## The request
Exactly as given, write out the lines from the one containing "the white turtleneck" through the end of the listing, with both ends included and nothing else.

## Stored rows
--- Begin ---

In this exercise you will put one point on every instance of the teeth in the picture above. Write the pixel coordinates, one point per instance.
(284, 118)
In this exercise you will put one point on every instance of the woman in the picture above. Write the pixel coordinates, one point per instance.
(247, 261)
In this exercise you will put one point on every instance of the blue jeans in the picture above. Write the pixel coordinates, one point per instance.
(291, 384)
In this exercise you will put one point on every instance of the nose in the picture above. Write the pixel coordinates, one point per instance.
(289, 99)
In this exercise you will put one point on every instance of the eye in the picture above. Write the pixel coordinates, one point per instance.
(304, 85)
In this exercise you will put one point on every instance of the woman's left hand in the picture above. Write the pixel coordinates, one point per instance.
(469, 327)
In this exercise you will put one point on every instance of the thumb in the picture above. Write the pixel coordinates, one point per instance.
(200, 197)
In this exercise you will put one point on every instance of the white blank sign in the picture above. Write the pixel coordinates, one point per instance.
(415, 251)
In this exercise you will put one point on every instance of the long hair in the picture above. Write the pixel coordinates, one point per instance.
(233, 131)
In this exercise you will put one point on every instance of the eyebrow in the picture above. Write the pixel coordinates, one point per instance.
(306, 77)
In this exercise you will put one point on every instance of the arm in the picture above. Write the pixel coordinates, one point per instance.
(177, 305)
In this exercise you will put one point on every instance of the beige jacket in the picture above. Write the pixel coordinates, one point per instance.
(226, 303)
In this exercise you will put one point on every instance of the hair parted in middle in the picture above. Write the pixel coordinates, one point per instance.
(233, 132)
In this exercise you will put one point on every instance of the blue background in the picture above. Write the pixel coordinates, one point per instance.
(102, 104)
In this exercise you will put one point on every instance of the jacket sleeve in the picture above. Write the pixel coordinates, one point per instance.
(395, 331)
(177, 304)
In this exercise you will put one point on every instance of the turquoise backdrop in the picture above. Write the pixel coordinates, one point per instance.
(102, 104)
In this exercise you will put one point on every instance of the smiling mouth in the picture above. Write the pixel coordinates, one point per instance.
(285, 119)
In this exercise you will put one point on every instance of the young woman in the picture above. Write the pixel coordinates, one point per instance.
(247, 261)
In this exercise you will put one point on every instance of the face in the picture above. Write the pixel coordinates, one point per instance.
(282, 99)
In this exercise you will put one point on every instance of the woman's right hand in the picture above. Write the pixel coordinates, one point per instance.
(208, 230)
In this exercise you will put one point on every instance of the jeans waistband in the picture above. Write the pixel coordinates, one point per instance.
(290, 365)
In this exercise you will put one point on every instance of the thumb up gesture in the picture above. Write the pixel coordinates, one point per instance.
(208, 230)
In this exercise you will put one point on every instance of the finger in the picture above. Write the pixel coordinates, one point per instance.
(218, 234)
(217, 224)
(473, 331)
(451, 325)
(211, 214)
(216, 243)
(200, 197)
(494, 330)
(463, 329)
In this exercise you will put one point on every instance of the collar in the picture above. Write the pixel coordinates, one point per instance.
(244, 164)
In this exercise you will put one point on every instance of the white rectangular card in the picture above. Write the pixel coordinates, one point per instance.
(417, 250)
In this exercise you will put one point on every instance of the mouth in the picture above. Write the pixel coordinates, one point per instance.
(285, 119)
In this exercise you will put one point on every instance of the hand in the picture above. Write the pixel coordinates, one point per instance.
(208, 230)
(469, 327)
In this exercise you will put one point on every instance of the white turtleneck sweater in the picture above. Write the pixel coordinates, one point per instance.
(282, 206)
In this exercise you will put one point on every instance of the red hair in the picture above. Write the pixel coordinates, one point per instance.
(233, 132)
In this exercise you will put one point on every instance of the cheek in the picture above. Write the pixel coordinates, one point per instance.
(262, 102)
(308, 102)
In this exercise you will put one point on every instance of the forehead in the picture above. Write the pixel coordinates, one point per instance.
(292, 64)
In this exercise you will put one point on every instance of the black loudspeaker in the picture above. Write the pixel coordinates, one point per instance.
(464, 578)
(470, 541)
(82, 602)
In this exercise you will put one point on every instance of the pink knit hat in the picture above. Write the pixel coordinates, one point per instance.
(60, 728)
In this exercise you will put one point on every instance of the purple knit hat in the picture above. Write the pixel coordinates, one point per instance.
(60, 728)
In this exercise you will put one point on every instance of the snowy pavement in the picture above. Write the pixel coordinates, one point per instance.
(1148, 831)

--- End ---

## Complete output
In this exercise you will put one point on every instance of the white turtleneck sweater in the picture above. Write the pixel coordinates, one point per instance.
(282, 206)
In this exercise you will put one point on every instance of the red hair in the picture above. Write the pixel coordinates, one point per instance.
(233, 132)
In this exercise you will put one point on every instance of the cheek in the picture above. Write the pixel coordinates, one point per instance.
(262, 102)
(308, 102)
In this exercise you will put one point on every instance of the forehead in the picture above. Write the pixel coordinates, one point per instance.
(292, 64)
In this exercise you will put one point on every instance of the black loudspeaker in the picture above. Write the pixel coordinates, one point per instance.
(464, 578)
(470, 541)
(82, 602)
In this exercise you will put one point on every instance of the pink knit hat in the picture above. Write the pixel coordinates, one point per instance.
(60, 728)
In this exercise you will put one point on every instance of the purple knit hat in the picture above. Write the pixel coordinates, one point per instance.
(60, 728)
In this exercise you will put one point on every instance of the snowy pavement in the picture above. Write the pixel coordinates, one point per instance.
(1148, 831)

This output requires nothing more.